* _EXERCISE PROMPT_: Find the line with "box: [0, 384, 880, 588]" in the entries below. Repeat it, every following line, and the line with "positive clicks: (384, 394) (684, 575)", exactly and with nothing added.

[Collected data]
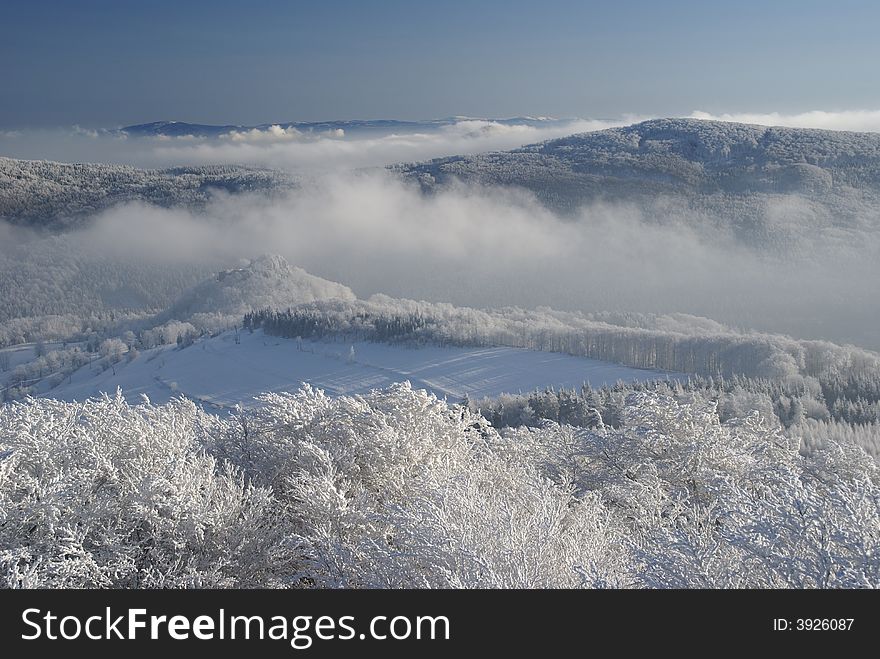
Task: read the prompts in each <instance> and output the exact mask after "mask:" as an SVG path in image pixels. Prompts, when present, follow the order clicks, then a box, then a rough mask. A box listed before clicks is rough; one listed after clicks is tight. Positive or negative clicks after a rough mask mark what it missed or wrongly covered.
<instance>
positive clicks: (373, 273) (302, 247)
mask: <svg viewBox="0 0 880 659" xmlns="http://www.w3.org/2000/svg"><path fill="white" fill-rule="evenodd" d="M777 202H778V203H784V201H783V200H777ZM791 203H792V204H796V203H797V200H796V199H793V200H792V201H791ZM686 212H687V211H685V210H683V209H682V208H681V207H675V208H670V209H669V211H668V216H663V215H662V211H661V212H660V213H658V214H652V215H651V216H650V217H648V216H647V215H646V213H645V211H643V210H641V209H639V208H636V207H634V206H631V205H626V204H614V205H608V204H594V205H590V206H588V207H585V208H583V209H581V211H580V212H579V213H577V214H576V215H575V216H574V217H573V218H565V219H563V218H561V217H558V216H557V215H555V214H553V213H552V212H551V211H549V210H548V209H547V208H545V207H543V206H541V205H540V204H539V203H538V202H537V201H536V200H535V199H534V198H533V197H532V196H530V195H529V194H526V193H524V192H515V191H511V190H500V189H494V188H481V187H468V186H458V187H452V188H449V189H444V190H441V191H438V192H437V193H436V194H433V195H430V196H425V195H422V194H420V193H419V191H418V190H417V189H414V188H413V187H411V186H407V185H405V184H404V183H402V182H400V181H399V180H396V179H394V178H392V177H390V176H388V175H385V174H383V173H381V172H377V173H371V174H357V175H354V174H342V175H327V176H323V177H319V178H316V179H314V180H312V181H311V182H310V183H307V184H306V185H305V187H303V188H302V189H299V190H297V191H295V192H293V193H291V194H290V195H289V196H287V197H285V198H283V199H273V200H268V199H265V198H262V197H259V196H254V197H249V196H235V197H219V198H217V199H216V200H215V201H214V202H213V203H212V204H211V205H210V206H209V207H208V208H207V209H206V211H205V212H204V213H198V214H196V213H190V212H188V211H185V210H182V209H163V208H157V207H148V206H143V205H129V206H124V207H119V208H115V209H112V210H110V211H108V212H106V213H104V214H103V215H101V216H100V217H99V218H97V221H96V222H95V224H94V226H93V227H92V228H91V229H89V230H88V231H87V232H86V233H82V234H79V235H78V237H77V238H76V239H77V240H78V241H81V242H80V243H79V244H80V245H81V246H87V249H89V250H93V251H94V253H96V254H100V255H102V257H103V256H106V255H109V254H115V255H117V256H118V257H120V258H122V259H124V260H132V261H133V260H136V259H137V260H140V259H144V258H146V259H147V260H152V261H154V262H156V263H160V262H161V263H163V264H167V262H168V261H169V260H171V261H174V260H177V261H178V262H179V263H182V264H189V263H193V262H196V261H199V262H204V261H211V262H213V263H216V264H217V267H228V264H231V263H235V262H237V260H238V259H240V258H252V257H254V256H257V255H259V254H262V253H279V254H281V255H283V256H285V257H286V258H287V259H288V260H289V261H290V262H291V263H293V264H295V265H298V266H300V267H303V268H305V269H306V270H307V271H309V272H311V273H312V274H315V275H318V276H321V277H324V278H327V279H330V280H333V281H337V282H340V283H343V284H345V285H347V286H349V287H351V288H352V289H353V290H354V291H355V292H356V293H357V294H358V295H359V296H361V297H367V296H369V295H372V294H375V293H386V294H389V295H393V296H401V297H409V298H415V299H428V300H433V301H447V302H452V303H455V304H459V305H468V306H476V307H497V306H504V305H518V306H524V307H536V306H551V307H555V308H560V309H573V310H587V311H600V310H630V311H640V312H673V311H675V312H685V313H693V314H697V315H701V316H708V317H711V318H716V319H718V320H721V321H724V322H727V323H732V324H735V325H737V326H742V327H757V328H760V329H766V330H771V331H782V332H788V333H793V334H796V335H800V336H808V337H816V336H825V337H828V338H834V339H837V340H845V341H853V342H856V343H860V344H862V345H869V341H873V340H874V339H876V338H877V337H876V336H874V337H873V338H870V337H869V338H864V337H866V336H867V335H868V333H869V332H870V331H872V330H870V329H869V328H873V327H876V326H877V325H878V323H880V312H878V311H877V310H876V309H874V308H868V307H865V305H864V304H863V303H862V302H861V301H862V300H864V299H870V296H871V295H872V294H873V288H874V282H876V281H877V279H878V277H880V266H878V265H877V264H878V263H880V259H878V258H877V257H878V255H880V252H878V247H877V241H874V242H873V243H871V242H870V241H869V240H866V241H864V242H863V244H861V245H858V246H853V247H852V248H848V250H847V251H846V252H845V253H841V252H840V251H832V250H831V249H830V248H828V247H827V246H826V247H821V246H820V248H816V249H811V250H810V249H808V250H806V251H804V252H803V253H802V254H797V255H789V256H788V257H787V258H779V257H778V256H777V255H775V254H774V255H773V256H769V255H768V254H766V253H758V252H757V251H753V250H751V249H749V248H748V247H746V246H744V245H742V244H740V243H738V242H736V240H734V239H733V238H729V237H727V238H724V237H720V236H719V235H718V234H717V232H714V233H713V232H711V231H709V230H707V231H705V232H700V231H698V230H695V229H694V228H693V227H695V226H700V224H701V223H702V225H703V226H710V224H709V222H708V219H707V218H700V217H696V216H694V217H690V218H683V217H682V213H686ZM770 212H777V213H779V212H781V211H780V209H778V208H777V209H775V211H774V209H768V213H770ZM82 248H83V247H79V248H77V249H82ZM135 257H136V258H135ZM163 267H164V266H163Z"/></svg>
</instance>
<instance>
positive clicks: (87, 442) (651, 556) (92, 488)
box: [0, 384, 880, 588]
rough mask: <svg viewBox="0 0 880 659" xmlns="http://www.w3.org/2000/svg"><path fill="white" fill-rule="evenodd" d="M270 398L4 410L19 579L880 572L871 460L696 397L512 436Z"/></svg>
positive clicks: (384, 394) (684, 575)
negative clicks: (788, 432) (253, 408)
mask: <svg viewBox="0 0 880 659" xmlns="http://www.w3.org/2000/svg"><path fill="white" fill-rule="evenodd" d="M259 402H260V405H259V407H258V408H257V409H255V410H252V411H249V412H237V413H235V414H231V415H227V416H224V417H217V416H212V415H209V414H206V413H204V412H202V411H200V410H199V409H198V408H197V407H196V406H195V405H194V404H193V403H191V402H188V401H185V400H176V401H173V402H171V403H169V404H167V405H162V406H153V405H150V404H143V405H138V406H130V405H128V404H127V403H125V402H124V400H123V399H122V398H121V396H117V397H116V398H113V399H111V398H104V399H102V400H99V401H90V402H87V403H85V404H75V403H63V402H58V401H51V400H39V401H37V400H29V401H27V402H24V403H15V404H10V405H6V406H4V407H2V408H0V563H2V573H0V574H2V579H3V584H4V585H6V586H12V587H17V586H26V587H28V586H107V587H146V586H282V587H284V586H288V587H417V588H422V587H430V588H438V587H454V588H464V587H501V588H507V587H519V588H540V587H605V586H612V587H713V588H714V587H796V588H813V587H877V586H880V567H878V566H880V560H878V556H880V488H878V484H880V469H878V466H877V464H876V463H875V462H874V460H873V459H872V458H871V457H870V456H869V455H867V454H866V453H865V452H864V451H863V450H862V449H861V448H859V447H858V446H857V445H856V444H855V443H853V442H845V443H842V444H837V443H836V442H834V441H831V440H830V439H829V441H827V442H826V443H825V444H824V445H823V447H822V448H816V449H815V450H814V452H813V453H812V454H811V455H809V456H804V455H801V454H800V453H799V448H800V444H801V441H800V439H799V438H798V437H796V436H795V437H792V436H790V435H789V434H785V433H784V432H783V431H782V429H781V428H780V427H779V425H778V424H775V423H772V424H771V423H767V422H765V421H764V419H762V418H761V416H760V415H759V414H757V413H755V414H752V415H750V416H747V417H745V418H735V419H731V420H729V421H726V422H724V423H722V422H720V421H719V417H718V414H717V410H716V407H715V403H713V402H709V401H706V400H705V399H703V398H702V397H700V396H699V395H696V394H694V395H693V396H692V397H691V398H690V399H689V400H688V399H686V398H682V397H678V398H673V397H667V396H663V395H658V394H656V393H649V392H641V393H636V394H632V395H630V396H629V397H628V398H627V399H626V401H625V403H622V404H621V408H620V410H619V421H620V424H619V427H617V428H615V427H611V426H608V425H605V424H604V423H601V421H600V420H597V423H596V424H593V425H594V427H593V428H592V429H585V428H576V427H573V426H566V425H559V424H557V423H553V422H543V425H537V426H533V427H519V428H516V429H508V430H505V431H504V433H503V434H499V433H498V432H497V431H496V430H495V429H493V428H492V427H491V426H490V425H488V423H487V422H486V420H485V419H484V418H483V417H481V416H480V415H479V414H476V413H474V412H471V411H470V410H468V409H467V407H466V406H450V405H448V404H447V403H445V402H444V401H440V400H438V399H437V398H436V397H434V396H432V395H430V394H428V393H426V392H425V391H420V390H413V389H412V388H411V387H410V386H409V385H408V384H401V385H396V386H393V387H391V388H389V389H386V390H379V391H374V392H371V393H370V394H367V395H364V396H355V397H347V396H341V397H337V398H331V397H329V396H326V395H325V394H324V393H323V392H320V391H316V390H313V389H311V388H309V387H307V386H306V387H304V388H302V389H301V390H300V391H298V392H296V393H292V394H288V393H284V394H274V393H273V394H266V395H264V396H263V397H261V399H260V401H259ZM816 423H818V422H816Z"/></svg>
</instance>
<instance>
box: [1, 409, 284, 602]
mask: <svg viewBox="0 0 880 659" xmlns="http://www.w3.org/2000/svg"><path fill="white" fill-rule="evenodd" d="M201 417H202V413H201V412H200V411H199V410H198V409H197V408H196V407H195V406H194V405H193V404H192V403H189V402H187V401H183V400H178V401H174V402H172V403H170V404H168V405H163V406H152V405H139V406H134V407H133V406H130V405H128V404H127V403H126V402H125V401H124V400H123V399H122V398H121V396H117V397H116V398H106V397H105V398H104V399H101V400H95V401H89V402H86V403H84V404H74V403H64V402H60V401H54V400H29V401H27V402H25V403H13V404H9V405H5V406H3V407H2V408H0V583H2V584H3V585H5V586H7V587H73V588H77V587H96V586H97V587H184V586H199V587H223V586H248V585H268V584H270V583H272V582H273V580H274V578H275V577H274V574H273V571H274V570H275V569H276V567H282V569H283V565H284V562H283V560H281V561H278V558H279V557H278V556H276V555H275V554H274V553H273V552H274V551H275V550H276V548H277V547H278V546H279V542H280V540H281V538H280V537H279V533H278V531H279V529H277V528H273V527H275V524H274V522H273V514H272V512H273V511H272V506H273V499H272V495H271V493H270V492H269V491H268V490H266V489H264V488H259V487H254V486H252V485H249V484H246V483H245V482H244V479H243V478H242V476H241V475H240V474H239V473H237V472H236V470H235V469H234V468H233V467H232V466H231V465H229V464H228V463H218V462H217V461H216V460H215V458H213V457H211V456H209V455H208V454H206V453H205V452H204V451H203V450H202V449H201V448H200V446H199V436H200V422H201ZM282 558H283V557H282Z"/></svg>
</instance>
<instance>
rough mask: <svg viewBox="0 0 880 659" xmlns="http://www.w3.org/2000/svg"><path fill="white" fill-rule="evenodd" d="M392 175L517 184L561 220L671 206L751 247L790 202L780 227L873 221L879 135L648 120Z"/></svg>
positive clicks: (738, 124)
mask: <svg viewBox="0 0 880 659" xmlns="http://www.w3.org/2000/svg"><path fill="white" fill-rule="evenodd" d="M395 169H396V171H398V172H400V173H402V174H403V175H404V176H405V177H406V178H409V179H412V180H416V181H418V182H419V183H420V184H421V186H422V188H423V189H425V190H426V191H432V190H435V189H437V188H440V187H443V186H444V185H448V184H450V183H452V182H453V181H456V180H460V181H465V182H469V183H478V184H483V185H499V184H500V185H508V186H518V187H522V188H526V189H527V190H530V191H531V192H533V193H534V194H535V195H536V196H537V197H538V198H539V199H540V200H541V201H542V202H544V203H545V204H547V205H548V206H550V207H552V208H554V209H556V210H560V211H565V212H570V211H573V210H576V209H577V208H578V207H580V206H582V205H583V204H587V203H592V202H597V201H599V202H618V201H625V202H627V203H634V204H641V205H644V206H645V207H647V208H648V209H650V210H653V211H658V210H659V209H667V211H668V210H669V209H670V205H671V208H672V209H673V210H675V211H685V210H689V211H693V212H696V213H698V214H699V216H700V218H701V219H702V220H703V221H704V220H705V219H706V218H711V219H714V220H718V221H719V224H720V225H725V224H726V225H728V226H730V225H733V226H734V228H735V229H736V230H738V231H737V233H739V234H740V235H742V236H751V237H752V238H754V237H756V236H757V238H758V239H759V240H760V239H762V238H765V237H766V236H764V235H763V234H765V233H767V231H770V232H771V233H772V230H773V228H774V227H770V226H768V225H769V224H772V223H774V222H775V223H776V224H778V223H779V221H780V213H779V212H778V209H777V211H776V212H769V211H768V205H772V204H773V202H774V201H778V200H779V199H780V198H789V197H792V196H795V197H797V199H798V204H797V209H796V213H795V215H797V217H794V218H792V217H790V216H791V215H792V213H791V208H790V205H789V207H788V208H783V211H782V220H783V223H787V222H789V221H791V222H793V223H795V224H803V223H805V222H809V223H811V224H818V225H819V226H834V227H837V228H846V229H850V228H856V229H859V228H861V229H868V228H869V227H867V226H865V225H866V222H867V223H868V224H871V223H872V222H873V223H874V225H876V222H877V214H876V212H875V210H876V208H877V207H878V203H877V202H878V199H880V135H877V134H873V133H851V132H841V131H826V130H813V129H801V128H778V127H777V128H769V127H765V126H753V125H747V124H737V123H728V122H716V121H704V120H697V119H658V120H652V121H645V122H642V123H638V124H634V125H632V126H627V127H624V128H613V129H609V130H603V131H596V132H591V133H581V134H577V135H572V136H569V137H564V138H561V139H556V140H550V141H548V142H543V143H540V144H535V145H531V146H526V147H523V148H520V149H516V150H513V151H508V152H500V153H489V154H480V155H473V156H457V157H451V158H440V159H436V160H432V161H430V162H425V163H419V164H409V165H401V166H398V167H396V168H395ZM769 216H772V217H769ZM866 218H868V219H866ZM870 218H873V220H872V219H870ZM875 228H876V227H875ZM762 229H765V230H767V231H762Z"/></svg>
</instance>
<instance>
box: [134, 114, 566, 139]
mask: <svg viewBox="0 0 880 659" xmlns="http://www.w3.org/2000/svg"><path fill="white" fill-rule="evenodd" d="M467 120H476V121H488V122H492V123H495V124H501V125H515V126H547V125H552V124H561V123H565V121H563V120H558V119H552V118H549V117H510V118H506V119H489V118H482V117H481V118H479V119H477V118H475V117H448V118H445V119H424V120H421V121H402V120H400V119H373V120H363V119H360V120H359V119H352V120H348V121H284V122H277V123H272V124H258V125H251V126H241V125H235V124H225V125H215V124H193V123H187V122H185V121H153V122H150V123H147V124H137V125H134V126H125V127H123V128H120V129H119V130H118V132H119V133H121V134H125V135H126V136H131V137H160V138H161V137H176V138H180V137H196V138H218V137H223V136H227V135H229V134H231V133H246V132H250V131H266V130H269V129H271V128H273V127H277V128H279V129H281V130H284V131H290V130H294V131H297V132H299V133H303V134H306V135H309V134H322V133H334V132H336V131H343V132H344V134H345V135H364V134H368V135H375V134H380V135H387V134H389V133H395V134H409V133H416V132H419V133H424V132H430V131H436V130H439V129H441V128H443V127H446V126H452V125H454V124H456V123H457V122H460V121H467Z"/></svg>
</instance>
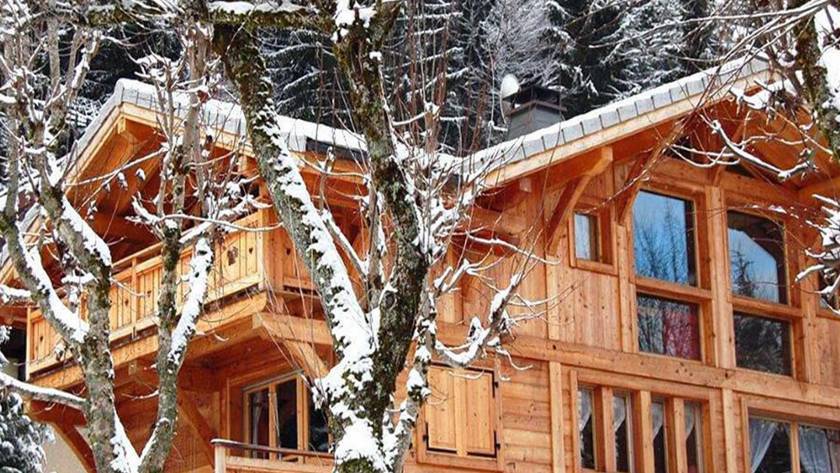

* _REPLY TO THE EXERCISE_:
box: [0, 384, 880, 588]
rough mask: <svg viewBox="0 0 880 659" xmlns="http://www.w3.org/2000/svg"><path fill="white" fill-rule="evenodd" d="M270 398L4 410L19 579L880 572L871 460L696 397L512 436Z"/></svg>
positive clicks: (384, 394) (684, 575)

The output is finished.